▸ Records supplied

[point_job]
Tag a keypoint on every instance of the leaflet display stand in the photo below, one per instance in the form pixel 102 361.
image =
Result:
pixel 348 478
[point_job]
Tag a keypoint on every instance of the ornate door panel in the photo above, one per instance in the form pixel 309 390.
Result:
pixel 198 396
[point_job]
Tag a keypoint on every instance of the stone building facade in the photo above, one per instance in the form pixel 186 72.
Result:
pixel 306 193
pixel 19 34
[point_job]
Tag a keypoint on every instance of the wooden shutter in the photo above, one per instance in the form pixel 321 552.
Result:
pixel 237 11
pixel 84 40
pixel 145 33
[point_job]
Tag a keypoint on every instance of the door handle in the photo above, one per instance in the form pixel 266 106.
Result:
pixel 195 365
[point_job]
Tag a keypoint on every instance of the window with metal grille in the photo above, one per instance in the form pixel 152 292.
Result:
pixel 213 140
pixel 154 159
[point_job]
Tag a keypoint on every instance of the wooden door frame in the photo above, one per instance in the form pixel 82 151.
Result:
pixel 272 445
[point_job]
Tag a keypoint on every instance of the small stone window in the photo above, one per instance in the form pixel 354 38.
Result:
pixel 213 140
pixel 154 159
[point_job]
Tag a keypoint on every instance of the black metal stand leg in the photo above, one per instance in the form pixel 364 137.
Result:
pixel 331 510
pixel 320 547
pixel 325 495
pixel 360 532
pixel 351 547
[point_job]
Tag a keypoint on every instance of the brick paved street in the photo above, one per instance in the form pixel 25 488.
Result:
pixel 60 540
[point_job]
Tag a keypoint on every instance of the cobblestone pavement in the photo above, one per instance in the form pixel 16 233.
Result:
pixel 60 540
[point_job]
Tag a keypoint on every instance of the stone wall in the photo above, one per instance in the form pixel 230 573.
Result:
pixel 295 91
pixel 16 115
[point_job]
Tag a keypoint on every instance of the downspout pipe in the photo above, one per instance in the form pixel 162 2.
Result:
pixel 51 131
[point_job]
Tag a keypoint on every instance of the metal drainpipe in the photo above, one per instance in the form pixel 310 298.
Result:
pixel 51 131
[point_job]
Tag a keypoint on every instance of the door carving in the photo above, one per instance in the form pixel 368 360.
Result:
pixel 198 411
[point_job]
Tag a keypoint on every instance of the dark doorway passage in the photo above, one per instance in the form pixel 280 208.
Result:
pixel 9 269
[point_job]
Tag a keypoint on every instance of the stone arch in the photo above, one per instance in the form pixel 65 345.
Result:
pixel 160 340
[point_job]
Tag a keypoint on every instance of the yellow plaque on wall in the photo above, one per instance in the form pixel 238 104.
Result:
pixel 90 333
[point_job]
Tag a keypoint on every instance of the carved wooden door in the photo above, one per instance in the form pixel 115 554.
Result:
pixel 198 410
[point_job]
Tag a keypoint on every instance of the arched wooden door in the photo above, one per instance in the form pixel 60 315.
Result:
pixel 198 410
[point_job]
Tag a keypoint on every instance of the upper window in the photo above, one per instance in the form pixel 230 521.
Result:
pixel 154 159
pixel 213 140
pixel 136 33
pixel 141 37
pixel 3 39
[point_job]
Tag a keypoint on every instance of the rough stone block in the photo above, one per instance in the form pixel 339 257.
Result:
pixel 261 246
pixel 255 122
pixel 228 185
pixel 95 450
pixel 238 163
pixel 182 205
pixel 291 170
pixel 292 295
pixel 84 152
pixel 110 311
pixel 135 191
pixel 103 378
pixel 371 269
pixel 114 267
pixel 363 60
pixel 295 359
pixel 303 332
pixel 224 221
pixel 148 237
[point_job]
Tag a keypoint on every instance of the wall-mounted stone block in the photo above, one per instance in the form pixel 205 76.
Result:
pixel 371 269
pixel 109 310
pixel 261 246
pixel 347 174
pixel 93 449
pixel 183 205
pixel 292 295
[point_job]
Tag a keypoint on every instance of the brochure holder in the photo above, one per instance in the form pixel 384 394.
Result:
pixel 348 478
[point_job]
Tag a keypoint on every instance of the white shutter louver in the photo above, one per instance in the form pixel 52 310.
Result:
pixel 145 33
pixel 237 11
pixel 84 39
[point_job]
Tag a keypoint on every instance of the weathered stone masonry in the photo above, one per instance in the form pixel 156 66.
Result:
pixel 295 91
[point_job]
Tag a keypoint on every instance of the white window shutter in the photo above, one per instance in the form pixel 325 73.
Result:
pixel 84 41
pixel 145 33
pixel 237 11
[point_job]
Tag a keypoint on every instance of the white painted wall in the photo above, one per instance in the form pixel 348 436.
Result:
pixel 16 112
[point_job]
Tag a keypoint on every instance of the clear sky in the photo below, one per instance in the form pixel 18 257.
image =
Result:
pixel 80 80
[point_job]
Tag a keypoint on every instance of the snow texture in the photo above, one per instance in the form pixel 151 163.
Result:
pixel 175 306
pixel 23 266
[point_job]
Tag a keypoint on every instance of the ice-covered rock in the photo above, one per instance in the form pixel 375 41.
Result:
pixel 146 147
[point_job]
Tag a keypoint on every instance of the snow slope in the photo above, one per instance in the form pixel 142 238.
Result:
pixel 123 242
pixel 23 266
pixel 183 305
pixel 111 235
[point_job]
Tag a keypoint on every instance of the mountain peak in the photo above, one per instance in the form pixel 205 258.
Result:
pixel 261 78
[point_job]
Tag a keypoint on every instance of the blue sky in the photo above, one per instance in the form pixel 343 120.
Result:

▸ Your objective
Copy each line of the material exactly as shown.

▸ Response
[point_job]
Tag a keypoint on every instance of the leaflet display stand in the photo below, one per instance in the form pixel 102 361.
image =
Result:
pixel 348 478
[point_job]
Tag a keypoint on every instance of the ornate door panel in the photo above, one per instance in the form pixel 309 390.
Result:
pixel 198 396
[point_job]
Tag a keypoint on every instance of the stone building facade in the photo above, one per instance in the form pixel 186 72.
Result:
pixel 306 193
pixel 19 34
[point_job]
Tag a keypoint on every instance of the wooden shutter in the photo above, one per instance in the form pixel 321 552.
Result:
pixel 237 11
pixel 84 40
pixel 145 33
[point_job]
Tag a keypoint on every instance of the door handle in the photo above, one per instance in the form pixel 266 106.
Result:
pixel 195 365
[point_job]
Tag a keypoint on every instance of the window with metal grille in the photo above, one per instance in the form pixel 152 292.
Result:
pixel 213 140
pixel 154 159
[point_job]
Tag a keypoint on every instance of the wooden door frame in the photo above, one per instance in the form pixel 82 151.
Result:
pixel 272 445
[point_job]
Tag a keypoint on every instance of the small stone window in the photo above, one per instance in the form pixel 354 38.
Result:
pixel 213 140
pixel 154 159
[point_job]
Tag a keypoint on every instance of the black metal stand leg in the photo above, one per instance in the form pixel 364 137.
Result:
pixel 331 510
pixel 320 547
pixel 325 495
pixel 360 532
pixel 351 547
[point_job]
Tag a keypoint on every instance of the brick paved street in the photo above, one per instance in the form pixel 25 488.
Result:
pixel 60 540
[point_job]
Tag a keypoint on every instance of the cobblestone pavement in the photo above, one per instance in the form pixel 16 233.
Result:
pixel 60 540
[point_job]
Tag a keypoint on every instance of the stone wall in the photo above, one per instance in the form pixel 230 573.
Result:
pixel 295 91
pixel 16 115
[point_job]
Tag a keypoint on every instance of the downspout pipe in the photo above, one per instance in the form pixel 162 2.
Result:
pixel 51 131
[point_job]
Tag a keypoint on every instance of the metal drainpipe in the photo above, one per instance in the form pixel 310 298.
Result:
pixel 51 131
[point_job]
Tag a keypoint on every instance of the door carving in the photo above, one per instance in the form pixel 368 360.
Result:
pixel 198 411
[point_job]
Tag a keypoint on every instance of the dark doorway passage in the photo above, one per instance in the form pixel 280 208.
Result:
pixel 9 269
[point_job]
Tag a keypoint on every instance of the stone arch in the photo above, one per instance in the form pixel 65 345.
Result:
pixel 160 340
[point_job]
Tag a keypoint on every instance of the yellow plaque on wall in the photo above, one per instance in the form pixel 238 104.
Result:
pixel 90 333
[point_job]
Tag a keypoint on every instance of the carved wooden door in the photo above, one per instance in the form pixel 115 554.
Result:
pixel 198 410
[point_job]
Tag a keypoint on every instance of the arched wooden door in the photo above, one per instance in the form pixel 60 315.
Result:
pixel 198 410
[point_job]
Tag a keypoint on every instance of the upper window in the photo above, one per instance in the form pixel 230 521.
Result:
pixel 154 159
pixel 213 140
pixel 136 33
pixel 141 37
pixel 3 39
[point_job]
Tag a keypoint on every instance of the rough stone block in the photo above, one per instance in the form pixel 339 257.
Result:
pixel 261 246
pixel 255 122
pixel 228 185
pixel 95 450
pixel 238 163
pixel 182 205
pixel 291 170
pixel 292 295
pixel 84 152
pixel 110 311
pixel 135 191
pixel 103 378
pixel 371 269
pixel 114 267
pixel 363 60
pixel 295 359
pixel 303 332
pixel 224 221
pixel 148 237
[point_job]
Tag a keypoint on every instance of the wall-mounted stone block in the photo above, one per instance in the form pixel 205 76.
Result:
pixel 371 269
pixel 109 310
pixel 261 246
pixel 347 174
pixel 93 449
pixel 183 205
pixel 292 295
[point_job]
Tag a keypoint on every instance of the brochure holder in the photo above, one per instance in the form pixel 384 394.
Result:
pixel 348 478
[point_job]
Tag a keypoint on every instance of the white shutter louver in the photo above, one per instance in the form pixel 52 310.
Result:
pixel 145 33
pixel 237 11
pixel 84 39
[point_job]
Tag a keypoint on every instance of the weathered stone masonry in the photo above, one per instance in the form pixel 156 66.
Result:
pixel 295 91
[point_job]
Tag a keypoint on every instance of the white window shutter in the photo above, one per instance in the form pixel 325 73.
Result:
pixel 84 41
pixel 145 33
pixel 237 11
[point_job]
Tag a keypoint on every instance of the white painted wall in the photo above, one per instance in the form pixel 348 436.
Result:
pixel 16 112
[point_job]
Tag a keypoint on every instance of the clear sky in the photo below, one per instance in the form pixel 18 257.
image =
Result:
pixel 80 80
[point_job]
Tag a keypoint on every instance of the snow texture in the photo above, one per instance in the form pixel 151 163.
Result:
pixel 175 306
pixel 23 266
[point_job]
Tag a keypoint on every instance of the ice-covered rock in the photo above, one per instance in the form pixel 375 41.
Result:
pixel 146 147
[point_job]
Tag a keypoint on every instance of the snow slope in the photo above, one per instance in the form pixel 142 238.
Result:
pixel 123 242
pixel 23 266
pixel 183 305
pixel 111 235
[point_job]
Tag a keypoint on every instance of the mountain peak in the photo above, one per instance in the form pixel 205 258.
Result:
pixel 261 78
[point_job]
Tag a keypoint on every instance of the blue sky in the photo above, one per instance in the form pixel 343 120.
Result:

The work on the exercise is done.